▶ Task to complete
Extract all of the data and reproduce it precisely.

▶ Provided information
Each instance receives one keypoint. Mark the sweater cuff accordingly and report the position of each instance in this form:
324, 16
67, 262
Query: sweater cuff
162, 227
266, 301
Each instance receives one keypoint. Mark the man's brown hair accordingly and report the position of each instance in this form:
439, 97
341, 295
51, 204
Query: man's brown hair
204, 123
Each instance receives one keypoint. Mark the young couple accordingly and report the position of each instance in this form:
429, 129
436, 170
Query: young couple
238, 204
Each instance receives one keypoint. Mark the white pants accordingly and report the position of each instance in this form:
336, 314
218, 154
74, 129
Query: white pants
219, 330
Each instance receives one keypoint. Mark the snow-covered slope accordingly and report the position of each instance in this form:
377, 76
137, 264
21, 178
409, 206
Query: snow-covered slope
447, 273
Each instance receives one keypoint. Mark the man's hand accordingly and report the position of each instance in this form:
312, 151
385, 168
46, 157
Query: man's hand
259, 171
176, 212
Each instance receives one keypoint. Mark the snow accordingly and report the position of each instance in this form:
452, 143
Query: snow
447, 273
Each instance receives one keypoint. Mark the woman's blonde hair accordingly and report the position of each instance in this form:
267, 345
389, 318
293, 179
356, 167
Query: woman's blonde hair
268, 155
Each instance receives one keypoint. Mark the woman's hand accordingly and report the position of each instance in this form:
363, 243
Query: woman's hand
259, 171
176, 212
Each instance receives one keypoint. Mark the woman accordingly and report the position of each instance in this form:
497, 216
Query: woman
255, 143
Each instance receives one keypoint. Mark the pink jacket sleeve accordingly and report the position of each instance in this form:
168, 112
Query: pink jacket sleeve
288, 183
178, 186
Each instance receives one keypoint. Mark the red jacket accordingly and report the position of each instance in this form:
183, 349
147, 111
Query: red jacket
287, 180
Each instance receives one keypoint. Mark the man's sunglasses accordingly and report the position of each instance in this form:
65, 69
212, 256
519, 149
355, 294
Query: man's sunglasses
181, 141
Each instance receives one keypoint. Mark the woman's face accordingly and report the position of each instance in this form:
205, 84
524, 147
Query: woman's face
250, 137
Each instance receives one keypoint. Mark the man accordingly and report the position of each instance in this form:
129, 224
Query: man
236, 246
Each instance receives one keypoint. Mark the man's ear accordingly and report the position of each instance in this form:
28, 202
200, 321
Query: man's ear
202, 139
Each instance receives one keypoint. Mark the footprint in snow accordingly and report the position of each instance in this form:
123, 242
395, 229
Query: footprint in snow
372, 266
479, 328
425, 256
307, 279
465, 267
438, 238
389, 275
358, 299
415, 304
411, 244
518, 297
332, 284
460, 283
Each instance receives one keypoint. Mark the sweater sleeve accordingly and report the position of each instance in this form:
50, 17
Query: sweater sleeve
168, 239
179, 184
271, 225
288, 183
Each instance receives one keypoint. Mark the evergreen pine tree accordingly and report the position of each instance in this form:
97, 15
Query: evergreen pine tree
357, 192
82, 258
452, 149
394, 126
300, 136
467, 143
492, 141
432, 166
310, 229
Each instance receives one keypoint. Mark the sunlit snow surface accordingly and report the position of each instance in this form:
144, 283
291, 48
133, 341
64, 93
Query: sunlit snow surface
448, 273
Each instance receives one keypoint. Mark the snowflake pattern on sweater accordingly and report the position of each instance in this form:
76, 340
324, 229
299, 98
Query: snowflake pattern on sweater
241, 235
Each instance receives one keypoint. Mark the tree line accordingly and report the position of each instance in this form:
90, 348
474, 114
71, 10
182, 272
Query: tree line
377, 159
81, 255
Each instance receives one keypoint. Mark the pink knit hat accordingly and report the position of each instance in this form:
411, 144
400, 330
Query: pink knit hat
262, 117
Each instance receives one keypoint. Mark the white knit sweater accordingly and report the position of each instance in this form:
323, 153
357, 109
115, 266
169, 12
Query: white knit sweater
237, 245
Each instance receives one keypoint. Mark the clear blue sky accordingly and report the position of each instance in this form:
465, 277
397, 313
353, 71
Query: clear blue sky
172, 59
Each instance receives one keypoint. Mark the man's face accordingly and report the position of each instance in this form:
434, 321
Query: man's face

▶ Solution for this task
Each instance receives one keypoint. Mark the sweater cuff accordingly and report the position of each instance in this form:
324, 16
67, 262
Query: sweater cuff
162, 227
266, 301
Each instance receives one keypoint. Mark the man's brown hair accordingly and report the position of each instance in this form:
439, 97
341, 295
51, 204
Query: man's brown hair
204, 123
Each instance receives one keypoint. Mark the young couple accordingly and report the position of each instance in this form:
429, 129
436, 170
Query: young couple
238, 204
Each instance receives one keypoint. Mark the white pants accordingly and report the position of each instance in this form:
336, 314
218, 154
74, 129
Query: white pants
219, 330
Each instance receives one keypoint. Mark the snow-covered slope accordingly and report the position of each instance in this form:
377, 76
137, 264
21, 178
409, 206
Query: snow-covered slope
447, 273
Each instance receives one keypoint. Mark the man's hand accordingly and report the position of each instance in this form:
312, 151
385, 168
46, 157
Query: man's hand
259, 171
176, 212
Each instance receives one keypoint. Mark the snow accordingly and report the position of each instance in this form:
452, 143
Query: snow
447, 273
Each instance receives one keypoint. Mark the woman's blonde hair accordingly and report the position of each instance in this form:
267, 345
389, 318
293, 179
356, 167
Query: woman's blonde hair
268, 155
Each instance receives one keypoint. Mark the woman's hand accordingly and report the position of each instance in this form:
363, 243
Query: woman's hand
259, 171
176, 212
Each instance receives one keypoint. Mark the woman accordingly and report the position of each instance in this form:
497, 216
Query: woman
255, 143
Each instance receives one keypoint. Mark the pink jacket sleeve accordingly and report the position of each instance in this form:
168, 112
Query: pink jacket sleeve
288, 183
178, 186
Each instance receives one keypoint. Mark the red jacket accordingly and report the position of each instance in this form:
183, 349
147, 111
Query: red jacket
287, 180
Each instance receives one keypoint. Mark the man's sunglasses accordingly and report the position of each instance in this form:
65, 69
212, 256
519, 149
355, 294
Query: man's sunglasses
181, 141
Each instance receives one keypoint. Mark the woman's face accordingly and report the position of each instance in this form:
205, 84
524, 147
Query: woman's face
250, 137
Each instance receives one keypoint. Mark the man accordingly and report the position of each instance in this form:
129, 224
Query: man
236, 246
Each instance receives one keypoint. Mark the man's ear accordingly and report the position of each instance in this form:
28, 202
200, 321
Query: man's ear
202, 139
Each instance receives one keypoint. Mark the footprint in snow accordingly and report the position of each instance in this form:
123, 242
395, 229
Query: footprint in snow
372, 266
479, 328
425, 256
307, 279
465, 267
438, 238
389, 275
358, 299
415, 304
411, 244
518, 297
332, 284
460, 283
Each instance receives one keypoint. Mark the sweater sleeve accordingly and report the position of each instance in this form:
50, 17
Query: sweater sleeve
168, 239
179, 184
271, 225
288, 183
Each instance receives one keypoint. Mark the evergreen pine tree accordingly and report the position of each instance in this form:
97, 15
Query: evergreen pine tree
357, 192
82, 258
452, 149
394, 126
300, 136
467, 143
492, 141
432, 166
310, 229
Each instance receives one keypoint. Mark the sunlit snow surface accordingly and report the position of each instance in this form:
144, 283
291, 48
133, 341
64, 93
Query: sunlit snow surface
448, 273
Each instance receives one keypoint. Mark the snowflake pattern on sweater accordingly and report the position of each instance in this form:
76, 340
324, 229
299, 98
Query: snowflake pattern on sweater
241, 235
Each instance receives one keypoint. Mark the tree line accordingly and report the position of each instance in this form:
90, 348
474, 114
71, 10
182, 272
Query: tree line
377, 159
81, 255
Each instance receives one keypoint. Mark the pink knit hat accordingly and report the position of each instance in this form:
411, 144
400, 330
Query: pink knit hat
262, 117
Each instance receives one keypoint. Mark the white knit sweater accordingly and report the position of each instance in this form:
323, 153
357, 109
115, 266
169, 12
Query: white knit sweater
237, 245
Each instance receives one keypoint. Mark the clear blue sky accordingly and report the position of each instance in this form:
465, 277
397, 313
353, 71
Query: clear blue sky
172, 59
Each instance receives one keypoint. Mark the man's face accordingly and report the position of each instance in this form:
434, 321
Query: man's face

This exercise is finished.